Task brief -> Repeat every record below exactly as it appears.
******************************
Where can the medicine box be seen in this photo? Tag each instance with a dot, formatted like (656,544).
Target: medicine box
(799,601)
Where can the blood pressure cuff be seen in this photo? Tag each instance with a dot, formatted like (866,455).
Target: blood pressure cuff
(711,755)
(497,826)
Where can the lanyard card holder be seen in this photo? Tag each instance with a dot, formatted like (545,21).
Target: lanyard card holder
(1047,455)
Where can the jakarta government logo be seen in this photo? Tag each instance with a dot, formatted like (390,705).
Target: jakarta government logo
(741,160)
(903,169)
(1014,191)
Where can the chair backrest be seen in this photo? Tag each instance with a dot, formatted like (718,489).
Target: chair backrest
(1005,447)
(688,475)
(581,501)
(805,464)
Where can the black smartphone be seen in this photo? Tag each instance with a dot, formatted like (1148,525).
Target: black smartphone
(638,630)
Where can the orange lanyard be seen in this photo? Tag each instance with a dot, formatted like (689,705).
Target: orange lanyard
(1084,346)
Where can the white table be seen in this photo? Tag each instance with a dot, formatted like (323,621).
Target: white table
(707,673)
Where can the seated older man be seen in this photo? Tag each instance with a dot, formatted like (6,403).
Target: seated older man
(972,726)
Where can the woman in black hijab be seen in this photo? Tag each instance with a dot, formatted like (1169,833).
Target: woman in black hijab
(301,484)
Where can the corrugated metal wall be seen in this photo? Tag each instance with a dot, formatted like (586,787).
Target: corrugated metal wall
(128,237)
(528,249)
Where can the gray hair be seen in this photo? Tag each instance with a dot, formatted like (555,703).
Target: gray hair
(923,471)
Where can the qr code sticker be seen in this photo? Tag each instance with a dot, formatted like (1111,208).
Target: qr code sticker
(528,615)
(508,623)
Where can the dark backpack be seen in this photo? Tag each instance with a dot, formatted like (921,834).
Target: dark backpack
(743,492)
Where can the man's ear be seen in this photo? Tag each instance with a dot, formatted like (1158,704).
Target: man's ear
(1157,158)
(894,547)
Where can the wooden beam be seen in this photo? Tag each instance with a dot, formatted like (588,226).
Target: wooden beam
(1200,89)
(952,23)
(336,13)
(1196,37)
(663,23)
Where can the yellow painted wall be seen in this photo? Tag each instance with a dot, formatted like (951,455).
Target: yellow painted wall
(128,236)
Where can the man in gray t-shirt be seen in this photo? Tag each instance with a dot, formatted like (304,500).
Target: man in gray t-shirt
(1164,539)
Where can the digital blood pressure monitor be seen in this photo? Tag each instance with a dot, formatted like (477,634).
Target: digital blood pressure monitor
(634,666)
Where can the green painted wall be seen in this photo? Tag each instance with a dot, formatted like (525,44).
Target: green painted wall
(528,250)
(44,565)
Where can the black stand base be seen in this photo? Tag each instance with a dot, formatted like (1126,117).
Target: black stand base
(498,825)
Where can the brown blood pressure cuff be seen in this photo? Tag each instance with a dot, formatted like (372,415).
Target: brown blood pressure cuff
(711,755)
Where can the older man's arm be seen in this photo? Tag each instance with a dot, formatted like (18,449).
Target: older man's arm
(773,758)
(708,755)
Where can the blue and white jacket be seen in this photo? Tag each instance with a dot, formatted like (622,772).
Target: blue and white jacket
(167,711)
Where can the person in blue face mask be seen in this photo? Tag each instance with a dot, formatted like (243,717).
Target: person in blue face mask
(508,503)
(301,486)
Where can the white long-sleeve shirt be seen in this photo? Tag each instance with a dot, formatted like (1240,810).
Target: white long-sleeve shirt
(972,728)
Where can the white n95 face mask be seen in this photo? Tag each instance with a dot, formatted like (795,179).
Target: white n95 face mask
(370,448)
******************************
Final answer ->
Where can the medicine box be seen in this photo? Tag each instance with a dot, formatted like (656,544).
Target: medicine box
(799,601)
Where can the blood pressure cuff be seen in this photo? Tag each instance with a dot, formatted like (866,455).
Target: blood pressure cuff
(711,755)
(497,826)
Where can the lanyard card holder be seen in this photo? Tag each instance with a dot, formatted like (545,21).
Target: lanyard card holder
(1047,455)
Where can the jakarta government logo be seen in this photo? Tag each instance with a dot, formatted like (390,705).
Target: jakarta government logo
(741,160)
(903,169)
(1014,191)
Where can the chair backrest be seen in this photo? Tag each instance with a dot, formatted like (718,489).
Target: chair backrest
(1005,447)
(688,475)
(581,501)
(805,464)
Where can the black smartphone be seen in this photo? Tag each instance with a dot, formatted like (1148,525).
Target: black smartphone
(638,630)
Where can the orange lanyard be seen in this photo? Tag each instance with a dot, formatted like (689,705).
Target: orange lanyard
(1084,346)
Where can the white table be seen in this photo? Tag each instance with a dot, formatted like (323,621).
Target: white table
(707,673)
Where can the seated older man be seen in this photo? Tag each instance with a dot, formatted like (6,403).
Target: seated older man
(972,726)
Where can the woman in black hijab be seen in this photo? Tag each instance with a dot, formatted like (1169,833).
Target: woman in black hijab
(301,484)
Where can the corrugated metal wall be seen in this photo? Tag each instance with a dot, formatted like (586,787).
Target: corrugated metal wall
(128,237)
(528,249)
Where can the gray hair be seen in this photo? Tag each instance with a dot, formatted like (555,703).
Target: gray hair
(923,471)
Where can the qr code sticker be seen in this photo? Tag each instance with a dot, formatted like (1111,208).
Target: qr code sticker
(528,615)
(508,623)
Where can the dark backpack be seen in this photo? Tag each instance with a dot, formatted like (921,834).
Target: dark backpack
(743,492)
Where can the man's ear be seen in this photo? Tag each instance with a dot, formatted like (1158,704).
Target: man's ear
(1157,158)
(894,547)
Where can the wooden beam be seen in this photo? Tag each instance with a dot, formatted like (588,226).
Target: wooden beam
(1200,89)
(952,23)
(336,13)
(1196,37)
(663,23)
Where can the yellow painted wall be seen in this photo? Tag each instance with a dot, formatted like (951,455).
Target: yellow painted wall
(128,236)
Where can the man in gray t-shirt be seen in this photo? Tag each instance with a dot, formatted like (304,500).
Target: man in gray t-shirt
(1164,539)
Where can the digital blood pressure monitor be seen in this photo? Tag each instance with a dot, formatted like (477,634).
Target: digital blood pressure monitor
(634,666)
Where can the green painted wall be seen in this photo? Tag each instance with a dot, formatted like (525,44).
Target: green painted wall
(528,250)
(44,565)
Where can the black stand base be seen in this photo? Tag each instance with a dot, formatted like (1126,117).
Target: black stand base
(498,825)
Where can the brown blood pressure cuff be seen in this photo? Tag each instance with a dot, formatted like (372,415).
Target: brown blood pressure cuff
(711,755)
Where can the older man's arm be seen in this photo? Tag each instance with a dot, formatted like (18,449).
Target: older man's arm
(773,758)
(708,755)
Where can the blue and white jacket be seen in this photo? Tag each instance with a dot, formatted like (622,772).
Target: blue and white jacket
(167,711)
Where can the person in blue face mask be seen in this photo? Tag each instance with a dot, formatted like (243,717).
Target: person in blue face mask
(508,503)
(301,486)
Where can the white long-sleeve shirt be seen in this photo? Tag each instance with a dot, formatted like (1240,810).
Target: white long-sleeve shirt
(972,728)
Where can the white n95 face mask be seen in this photo? Tag each instance with a dot, formatted like (795,179).
Target: white n95 face mask
(370,448)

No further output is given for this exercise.